Work item A:
In the excerpt on globalization and world missions, rewrite the passage starting at "The Lausanne Committee" and ending at "book of Genesis.", substituting "boundaries" for "borders".
Work item B:
Pick up the excerpt on globalization and world missions after its final sentence and keep writing.

Excerpt provided Block Start

TL;DR:
Globalization presents both opportunities and challenges to world missions efforts. It accelerates communication, travel, and cultural exchange, creating open doors for evangelism and cross-cultural teamwork. Yet, it also fosters secularism, syncretism, and resistance to outside influence. For the Church, the key task is wise contextualization.
The Unisphere, built for the 1964 New York World's Fair, photo by Beyond My Ken | Image Source
More classic art masterpieces used as illustrations
Globalization became a hot topic in the 1980s. It still is. If you search for "globalization" on the Internet, search engines like Google will give you tens of millions of web pages to read.
Conversations about globalization bring to mind beverages, clothing, and electronics brands sold worldwide, as well as identical restaurants popping up around the globe. Some have used "mcdonaldization" as a synonym for globalization. Of course, such images barely scratch the surface of the topic of globalization.
The Lausanne Committee Occasional Paper #30 tries to capture the wide-ranging and deeply interconnected nature of globalization by describing it as the result of "a constant, but uneven, flow of ideas, goods, images, people and diseases across national borders."
The phenomenon is much older than the word "globalization." Indeed, this intersecting, clashing, and merging of people and their cultures can be seen in the Bible as early as the book of Genesis.
Globalization is both good and bad for world evangelism. Honestly, the Church itself has been a globalizing force. Christianity was born in a specific cultural context: First Century Middle Eastern Judaism. However, in obedience to Christ's Great Commission, the Christian faith has now put down roots all over the world. Christianity has sparked change and nourished connectedness everywhere it has gone.
Some things about globalization actually help world evangelism. For instance, because of easy mobility, millions of believers have crossed international borders on short-term mission trips. On the other hand, today's missionary teams are often multi-national. That means missionaries have to think cross-culturally just by being on ministry teams with missionaries from other nations.

Excerpt provided Block End
Provided information Block Start

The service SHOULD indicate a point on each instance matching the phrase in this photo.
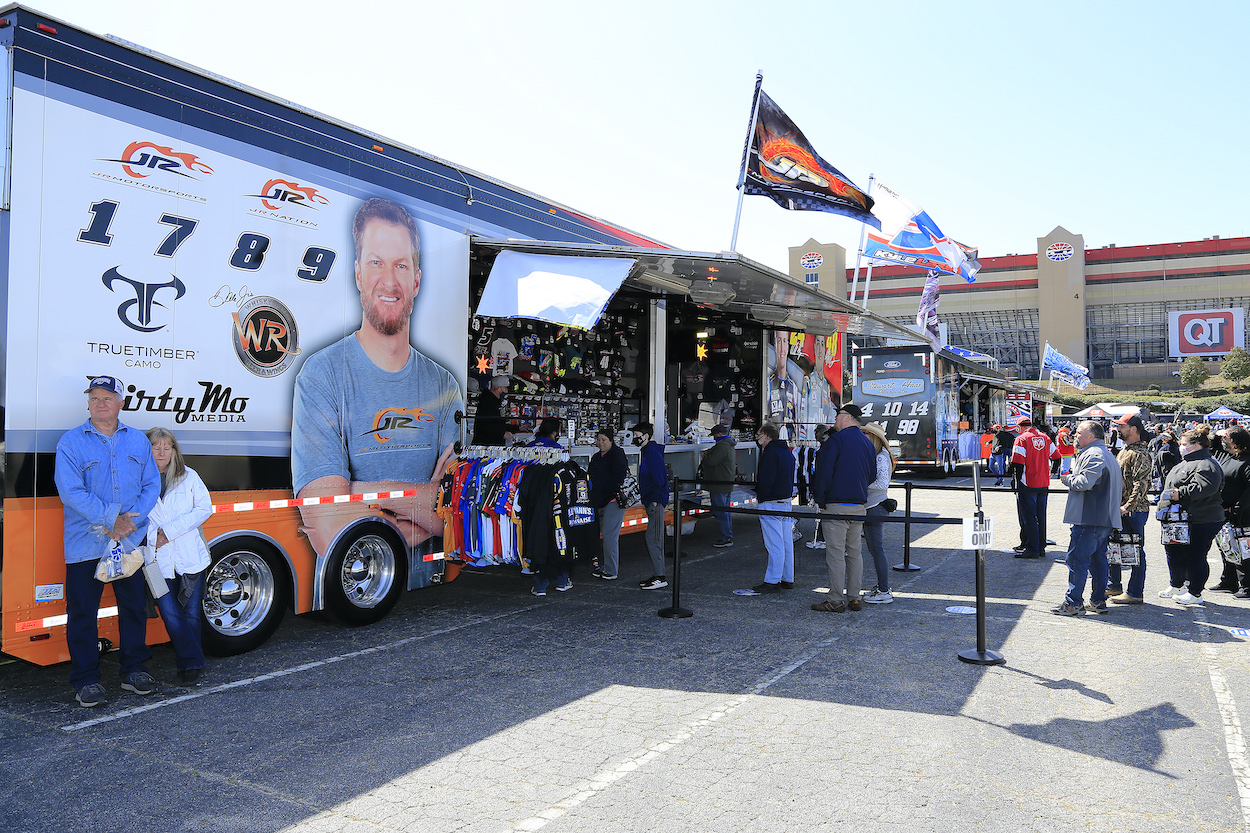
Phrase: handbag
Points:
(1233, 543)
(1175, 528)
(115, 563)
(630, 494)
(1124, 548)
(156, 584)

Provided information Block End

Response area A:
The Lausanne Committee Occasional Paper #30 tries to capture the wide-ranging and deeply interconnected nature of globalization by describing it as the result of "a constant, but uneven, flow of ideas, goods, images, people and diseases across national boundaries."
The phenomenon is much older than the word "globalization." Indeed, this intersecting, clashing, and merging of people and their cultures can be seen in the Bible as early as the book of Genesis.

Response area B:
At times, globalization gives rise to seemingly contradictory trends. For example, globalization leads some people to see religion in private and individualistic terms. For others, globalization has caused them to slide toward secularism or, at the very least, embrace shallow forms of spirituality. Then, tragically, the flow of religious beliefs and practices across cultural boundaries has too often caused aggressive intolerance.
In a world affected by globalization, missions leaders know that proper contextualization of the Gospel is extremely important. In today's globalized world, situations like the yawning gap between rich and poor, the mass migration of people (forced as well as voluntary), human trafficking, and debilitating addictions cry out for God's people to get involved. These and other results of globalization can make people fearful. They fear being stripped of familiar things and values. They fear being torn from their heritage and thereby losing their identity. They fear being marginalized in their homeland.
As cultures rush along the globalization path, we must help believers avoid the extremes of xenophobic isolationism on the one hand and naive cultural syncretism on the other. The Church can be a lighthouse guiding people toward the fulfillment of God's design. Believers can be a healing force for societies in pain. They can give voice to the oppressed and marginalized.
May we be wise and perceptive as we deal with the things globalization throws at us.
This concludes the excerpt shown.